● **TEXT SEGMENT**:
══════════════════════════════

Step 5: Add a JDBC connection for the Pentaho Server

Add a JDBC connection for the Pentaho Server on the machine where you have installed the Pentaho Server.

Complete the following steps to add a JDBC connection:

  1. Navigate to the <install directory>/server/pentaho-server/tomcat/webapps/Pentaho/META-INF/ folder.

  2. Open the context.xml file with a text editor.

    Note: If the context.xml file is missing, you must locate and unpack the pentaho.war file that contains the context.xml file, and then move the context.xml file into the META-INF folder. The pentaho.war file is in one of the following locations:

    1. If the Pentaho Server is deployed on Linux, the pentaho.war file is in one of the following directories:

      • Tomcat: pentaho/server/pentaho-server/<your tomcat installation directory>/webapps

      • JBoss: pentaho/server/pentaho-server/<your jboss installation directory>/standalone/deployments

    2. If the Pentaho Server is deployed on Windows, the pentaho.war file is in one of the following folders:

      • Tomcat: pentaho\server\pentaho-server\<your tomcat installation directory>/webapps

      • JBoss: pentaho\server\pentaho-server\<your jboss installation directory>\standalone\deployments

  3. Depending on your database type, edit the file to reflect the values, as shown in the following examples.

  4. (Optional) If you plan to use encrypted passwords, locate all occurrences of the factory setting and replace them with the following value:

    factory="org.pentaho.di.core.database.util.DecryptingDataSourceFactory

    PostgreSQL:

     <Resource name="jdbc/PDI_Operations_Mart" auth="Container" type="javax.sql.DataSource"
    						factory="org.apache.tomcat.jdbc.pool.DataSourceFactory" maxActive="20" minIdle="0" maxIdle="5" initialSize="0"

══════════════════════════════

● **TASK A**:
Reproduce verbatim the passage of the JDBC connection steps starting at "Complete the following" and ending at "a text editor.".
● **TASK B**:
According to the JDBC connection steps, what must be done if the context.xml file is missing?

● **DATA EXCERPTS**:
══════════════════════════════

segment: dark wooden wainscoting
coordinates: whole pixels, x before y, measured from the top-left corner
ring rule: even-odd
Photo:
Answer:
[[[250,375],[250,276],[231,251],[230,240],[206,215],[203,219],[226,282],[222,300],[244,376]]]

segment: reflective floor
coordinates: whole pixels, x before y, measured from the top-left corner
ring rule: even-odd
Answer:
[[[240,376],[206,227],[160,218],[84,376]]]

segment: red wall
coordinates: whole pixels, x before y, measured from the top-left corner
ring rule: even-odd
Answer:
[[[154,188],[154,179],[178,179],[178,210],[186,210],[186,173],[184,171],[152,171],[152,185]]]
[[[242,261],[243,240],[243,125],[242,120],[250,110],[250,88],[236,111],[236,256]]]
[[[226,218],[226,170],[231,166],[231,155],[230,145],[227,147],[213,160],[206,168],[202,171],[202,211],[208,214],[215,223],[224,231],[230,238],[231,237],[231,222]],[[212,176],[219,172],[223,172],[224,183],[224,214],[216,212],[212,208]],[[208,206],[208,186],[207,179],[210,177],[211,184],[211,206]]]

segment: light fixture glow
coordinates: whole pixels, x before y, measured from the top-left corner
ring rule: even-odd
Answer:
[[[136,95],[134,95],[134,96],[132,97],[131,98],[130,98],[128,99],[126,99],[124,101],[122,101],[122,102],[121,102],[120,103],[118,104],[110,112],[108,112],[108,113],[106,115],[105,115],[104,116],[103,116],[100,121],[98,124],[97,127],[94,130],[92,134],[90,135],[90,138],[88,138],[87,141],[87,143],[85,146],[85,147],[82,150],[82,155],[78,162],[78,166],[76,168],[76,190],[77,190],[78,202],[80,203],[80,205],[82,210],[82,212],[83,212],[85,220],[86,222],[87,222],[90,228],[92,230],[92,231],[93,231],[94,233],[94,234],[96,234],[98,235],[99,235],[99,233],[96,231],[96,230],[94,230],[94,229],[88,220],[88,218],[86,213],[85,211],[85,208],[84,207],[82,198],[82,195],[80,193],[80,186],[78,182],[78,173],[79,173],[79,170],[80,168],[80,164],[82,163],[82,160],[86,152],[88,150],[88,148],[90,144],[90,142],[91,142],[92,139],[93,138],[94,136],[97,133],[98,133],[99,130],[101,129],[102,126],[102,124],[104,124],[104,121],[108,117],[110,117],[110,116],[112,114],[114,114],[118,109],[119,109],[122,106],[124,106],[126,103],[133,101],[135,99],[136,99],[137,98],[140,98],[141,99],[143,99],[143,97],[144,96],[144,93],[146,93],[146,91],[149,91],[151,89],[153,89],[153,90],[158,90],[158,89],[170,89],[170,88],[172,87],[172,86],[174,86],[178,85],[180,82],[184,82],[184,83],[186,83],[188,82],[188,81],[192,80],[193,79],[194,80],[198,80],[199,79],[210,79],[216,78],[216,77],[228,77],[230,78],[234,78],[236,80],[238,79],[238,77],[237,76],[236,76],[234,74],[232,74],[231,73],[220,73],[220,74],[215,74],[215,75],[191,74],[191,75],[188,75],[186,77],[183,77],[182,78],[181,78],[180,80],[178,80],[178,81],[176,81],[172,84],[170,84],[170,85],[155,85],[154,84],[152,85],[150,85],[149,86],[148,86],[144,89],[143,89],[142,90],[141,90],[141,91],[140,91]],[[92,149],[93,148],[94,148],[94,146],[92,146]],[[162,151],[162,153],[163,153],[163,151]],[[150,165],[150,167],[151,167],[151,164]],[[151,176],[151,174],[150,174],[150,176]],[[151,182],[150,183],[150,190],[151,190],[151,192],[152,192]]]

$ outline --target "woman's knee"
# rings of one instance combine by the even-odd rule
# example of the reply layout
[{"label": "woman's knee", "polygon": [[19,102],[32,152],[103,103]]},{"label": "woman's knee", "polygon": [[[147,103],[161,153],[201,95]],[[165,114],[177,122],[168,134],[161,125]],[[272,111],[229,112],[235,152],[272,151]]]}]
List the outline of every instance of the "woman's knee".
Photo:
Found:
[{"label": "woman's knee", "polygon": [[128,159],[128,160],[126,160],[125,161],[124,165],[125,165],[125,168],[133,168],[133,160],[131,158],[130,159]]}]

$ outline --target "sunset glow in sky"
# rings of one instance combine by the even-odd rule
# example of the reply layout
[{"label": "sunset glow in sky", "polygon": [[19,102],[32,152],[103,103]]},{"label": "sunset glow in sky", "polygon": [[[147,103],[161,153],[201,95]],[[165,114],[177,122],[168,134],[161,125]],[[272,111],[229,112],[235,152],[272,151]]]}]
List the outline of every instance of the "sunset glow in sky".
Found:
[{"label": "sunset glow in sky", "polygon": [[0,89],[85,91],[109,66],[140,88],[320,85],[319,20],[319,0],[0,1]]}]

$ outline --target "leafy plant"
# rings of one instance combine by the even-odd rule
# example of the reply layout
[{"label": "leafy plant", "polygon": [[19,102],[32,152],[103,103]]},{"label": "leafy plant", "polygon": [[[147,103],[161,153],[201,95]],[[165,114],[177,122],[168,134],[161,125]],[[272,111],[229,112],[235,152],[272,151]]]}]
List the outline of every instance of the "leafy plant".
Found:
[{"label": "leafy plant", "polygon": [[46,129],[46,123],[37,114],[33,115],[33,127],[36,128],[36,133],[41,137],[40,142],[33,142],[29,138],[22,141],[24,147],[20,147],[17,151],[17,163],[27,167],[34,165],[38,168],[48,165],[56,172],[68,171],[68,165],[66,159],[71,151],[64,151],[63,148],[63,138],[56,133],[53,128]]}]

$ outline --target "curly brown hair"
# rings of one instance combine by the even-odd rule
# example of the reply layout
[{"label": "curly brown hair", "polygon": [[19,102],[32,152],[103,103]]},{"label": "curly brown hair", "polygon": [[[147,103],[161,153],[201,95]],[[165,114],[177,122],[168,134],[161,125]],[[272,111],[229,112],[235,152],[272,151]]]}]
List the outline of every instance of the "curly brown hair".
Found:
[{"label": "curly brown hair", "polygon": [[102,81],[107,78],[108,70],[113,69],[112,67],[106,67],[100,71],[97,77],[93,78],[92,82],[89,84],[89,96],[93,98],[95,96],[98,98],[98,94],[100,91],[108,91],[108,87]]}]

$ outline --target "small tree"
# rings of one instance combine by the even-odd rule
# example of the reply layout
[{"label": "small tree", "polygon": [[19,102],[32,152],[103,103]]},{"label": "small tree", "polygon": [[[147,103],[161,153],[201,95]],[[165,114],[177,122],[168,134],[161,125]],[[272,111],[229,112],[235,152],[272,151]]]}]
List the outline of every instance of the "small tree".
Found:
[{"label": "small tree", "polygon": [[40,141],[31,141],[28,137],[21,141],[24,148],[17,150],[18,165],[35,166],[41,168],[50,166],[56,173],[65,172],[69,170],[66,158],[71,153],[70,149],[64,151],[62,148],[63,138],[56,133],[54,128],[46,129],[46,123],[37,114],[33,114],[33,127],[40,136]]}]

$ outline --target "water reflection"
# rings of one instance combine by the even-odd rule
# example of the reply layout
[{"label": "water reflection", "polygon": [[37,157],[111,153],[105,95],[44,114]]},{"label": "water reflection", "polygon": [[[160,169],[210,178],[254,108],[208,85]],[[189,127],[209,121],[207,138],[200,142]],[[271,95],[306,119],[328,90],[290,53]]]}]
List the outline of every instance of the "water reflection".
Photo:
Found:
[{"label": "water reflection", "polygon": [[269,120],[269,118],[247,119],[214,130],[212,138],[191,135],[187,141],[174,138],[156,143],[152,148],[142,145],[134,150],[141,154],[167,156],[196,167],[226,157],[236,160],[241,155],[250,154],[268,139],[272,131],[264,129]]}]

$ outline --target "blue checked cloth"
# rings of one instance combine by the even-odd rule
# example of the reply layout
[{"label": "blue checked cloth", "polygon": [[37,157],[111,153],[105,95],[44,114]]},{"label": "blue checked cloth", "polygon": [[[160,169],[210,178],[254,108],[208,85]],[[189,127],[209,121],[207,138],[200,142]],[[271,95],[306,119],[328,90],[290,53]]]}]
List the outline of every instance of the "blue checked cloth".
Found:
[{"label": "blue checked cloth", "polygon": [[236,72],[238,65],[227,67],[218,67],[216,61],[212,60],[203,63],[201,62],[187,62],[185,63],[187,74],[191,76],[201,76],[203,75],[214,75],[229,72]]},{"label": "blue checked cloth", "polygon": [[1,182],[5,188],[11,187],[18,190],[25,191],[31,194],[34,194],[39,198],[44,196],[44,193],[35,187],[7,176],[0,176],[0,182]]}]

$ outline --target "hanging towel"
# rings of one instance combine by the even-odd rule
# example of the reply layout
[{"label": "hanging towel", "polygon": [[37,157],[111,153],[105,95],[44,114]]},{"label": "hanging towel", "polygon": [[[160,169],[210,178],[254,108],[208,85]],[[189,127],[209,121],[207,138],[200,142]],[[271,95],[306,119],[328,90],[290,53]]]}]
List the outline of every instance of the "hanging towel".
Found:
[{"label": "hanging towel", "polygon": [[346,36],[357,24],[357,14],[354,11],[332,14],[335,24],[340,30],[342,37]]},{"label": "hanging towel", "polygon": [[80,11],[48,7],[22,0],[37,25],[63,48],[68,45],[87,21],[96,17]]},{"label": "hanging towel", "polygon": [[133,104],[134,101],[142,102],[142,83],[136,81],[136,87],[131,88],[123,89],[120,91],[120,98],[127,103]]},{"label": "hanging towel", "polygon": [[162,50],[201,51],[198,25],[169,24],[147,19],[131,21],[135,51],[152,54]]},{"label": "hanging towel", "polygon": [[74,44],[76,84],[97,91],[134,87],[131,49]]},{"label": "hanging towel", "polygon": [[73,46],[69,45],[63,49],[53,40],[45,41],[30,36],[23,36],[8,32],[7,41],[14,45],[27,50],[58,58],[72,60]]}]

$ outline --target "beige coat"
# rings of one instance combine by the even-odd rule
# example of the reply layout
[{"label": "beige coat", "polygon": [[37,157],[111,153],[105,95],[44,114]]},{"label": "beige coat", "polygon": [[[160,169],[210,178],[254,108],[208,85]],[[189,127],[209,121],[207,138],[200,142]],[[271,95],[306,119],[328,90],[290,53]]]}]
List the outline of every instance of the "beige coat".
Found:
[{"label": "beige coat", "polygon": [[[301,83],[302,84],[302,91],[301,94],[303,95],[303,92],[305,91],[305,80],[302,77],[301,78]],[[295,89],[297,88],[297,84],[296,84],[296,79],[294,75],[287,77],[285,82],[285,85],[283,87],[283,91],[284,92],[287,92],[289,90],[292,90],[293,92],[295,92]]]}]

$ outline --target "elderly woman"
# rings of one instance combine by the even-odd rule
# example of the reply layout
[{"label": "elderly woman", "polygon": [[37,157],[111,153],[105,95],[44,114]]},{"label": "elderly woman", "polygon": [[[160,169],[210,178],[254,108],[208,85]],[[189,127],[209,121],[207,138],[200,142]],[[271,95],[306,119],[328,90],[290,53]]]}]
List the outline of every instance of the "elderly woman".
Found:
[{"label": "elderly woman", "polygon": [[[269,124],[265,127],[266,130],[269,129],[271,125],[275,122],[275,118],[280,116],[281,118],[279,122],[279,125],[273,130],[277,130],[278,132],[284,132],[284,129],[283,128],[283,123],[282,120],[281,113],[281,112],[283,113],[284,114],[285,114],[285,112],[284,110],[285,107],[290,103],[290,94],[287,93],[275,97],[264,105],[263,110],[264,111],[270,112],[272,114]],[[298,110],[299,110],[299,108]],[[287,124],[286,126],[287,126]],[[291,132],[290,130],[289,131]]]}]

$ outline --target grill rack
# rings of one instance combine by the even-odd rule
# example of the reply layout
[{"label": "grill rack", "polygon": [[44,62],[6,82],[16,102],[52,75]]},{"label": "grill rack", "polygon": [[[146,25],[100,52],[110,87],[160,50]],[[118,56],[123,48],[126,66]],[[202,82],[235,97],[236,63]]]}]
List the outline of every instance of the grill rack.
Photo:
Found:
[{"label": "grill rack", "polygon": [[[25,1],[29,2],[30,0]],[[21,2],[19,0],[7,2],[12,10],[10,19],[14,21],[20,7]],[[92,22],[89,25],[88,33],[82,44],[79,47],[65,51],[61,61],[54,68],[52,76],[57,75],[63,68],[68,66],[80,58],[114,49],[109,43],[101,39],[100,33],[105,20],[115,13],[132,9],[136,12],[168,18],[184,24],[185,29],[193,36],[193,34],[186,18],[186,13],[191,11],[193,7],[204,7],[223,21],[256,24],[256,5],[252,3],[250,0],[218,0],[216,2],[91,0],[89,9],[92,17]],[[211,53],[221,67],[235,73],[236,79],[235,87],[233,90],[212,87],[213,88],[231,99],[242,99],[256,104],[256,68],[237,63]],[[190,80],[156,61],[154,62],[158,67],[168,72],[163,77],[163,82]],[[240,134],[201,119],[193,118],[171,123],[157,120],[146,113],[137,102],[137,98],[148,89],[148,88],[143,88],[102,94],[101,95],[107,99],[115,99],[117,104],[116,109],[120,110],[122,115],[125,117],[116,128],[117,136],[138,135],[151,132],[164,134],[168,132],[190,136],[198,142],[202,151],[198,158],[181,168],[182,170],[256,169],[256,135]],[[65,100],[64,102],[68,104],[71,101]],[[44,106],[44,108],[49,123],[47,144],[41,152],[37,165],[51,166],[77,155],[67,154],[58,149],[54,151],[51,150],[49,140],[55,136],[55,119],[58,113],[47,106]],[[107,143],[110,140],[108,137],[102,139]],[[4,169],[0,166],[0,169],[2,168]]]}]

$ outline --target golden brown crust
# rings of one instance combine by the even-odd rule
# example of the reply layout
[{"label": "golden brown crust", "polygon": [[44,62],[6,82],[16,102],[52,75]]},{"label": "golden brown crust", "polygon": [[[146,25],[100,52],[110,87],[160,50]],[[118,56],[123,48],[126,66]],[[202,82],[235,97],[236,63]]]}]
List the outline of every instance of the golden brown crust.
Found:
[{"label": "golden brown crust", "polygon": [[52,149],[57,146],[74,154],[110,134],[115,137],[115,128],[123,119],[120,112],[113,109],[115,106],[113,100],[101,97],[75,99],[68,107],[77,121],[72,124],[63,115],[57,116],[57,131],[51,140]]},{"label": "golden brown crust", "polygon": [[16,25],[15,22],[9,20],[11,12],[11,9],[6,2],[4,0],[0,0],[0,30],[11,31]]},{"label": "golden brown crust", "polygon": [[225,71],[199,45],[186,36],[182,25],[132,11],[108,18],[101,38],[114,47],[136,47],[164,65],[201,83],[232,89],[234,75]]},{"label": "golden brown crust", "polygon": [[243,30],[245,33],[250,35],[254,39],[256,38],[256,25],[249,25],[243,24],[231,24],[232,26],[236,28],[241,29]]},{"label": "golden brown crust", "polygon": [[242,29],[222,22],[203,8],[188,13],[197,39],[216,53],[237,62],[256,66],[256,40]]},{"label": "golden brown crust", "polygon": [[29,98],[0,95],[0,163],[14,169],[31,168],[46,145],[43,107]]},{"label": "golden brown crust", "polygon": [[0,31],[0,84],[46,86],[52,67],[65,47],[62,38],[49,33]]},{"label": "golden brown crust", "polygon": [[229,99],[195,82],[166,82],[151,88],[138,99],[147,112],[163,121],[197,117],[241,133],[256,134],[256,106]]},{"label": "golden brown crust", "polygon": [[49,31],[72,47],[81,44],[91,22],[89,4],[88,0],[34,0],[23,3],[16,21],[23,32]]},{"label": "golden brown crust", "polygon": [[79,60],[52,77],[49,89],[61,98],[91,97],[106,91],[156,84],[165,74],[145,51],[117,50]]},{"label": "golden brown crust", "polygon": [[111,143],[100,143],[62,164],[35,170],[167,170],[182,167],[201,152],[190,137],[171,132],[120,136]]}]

══════════════════════════════

● **COMPLETE ANSWER A**:
Complete the following steps to add a JDBC connection:

  1. Navigate to the <install directory>/server/pentaho-server/tomcat/webapps/Pentaho/META-INF/ folder.

  2. Open the context.xml file with a text editor.

● **COMPLETE ANSWER B**:
Locate and unpack the pentaho.war file that contains the context.xml file, and then move the context.xml file into the META-INF folder.